:: Supplied data

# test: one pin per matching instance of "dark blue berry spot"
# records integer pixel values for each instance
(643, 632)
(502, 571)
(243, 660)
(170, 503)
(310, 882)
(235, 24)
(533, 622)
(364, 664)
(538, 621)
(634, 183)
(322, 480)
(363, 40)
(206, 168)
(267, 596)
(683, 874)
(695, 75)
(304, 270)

::::

Format the items above as a CSV with two columns, text and answer, and one row for each item. Put each item's text and its answer in their own quoted fields, turning any line breaks into spaces.

Answer to the task
text,answer
"# test: one pin per matching instance of ""dark blue berry spot"" # records integer pixel values for each instance","(643, 632) (502, 571) (243, 660) (170, 503) (310, 882) (235, 24) (533, 622) (364, 664) (538, 621) (634, 183) (322, 480) (363, 40) (206, 168) (267, 596) (683, 874) (695, 75) (304, 270)"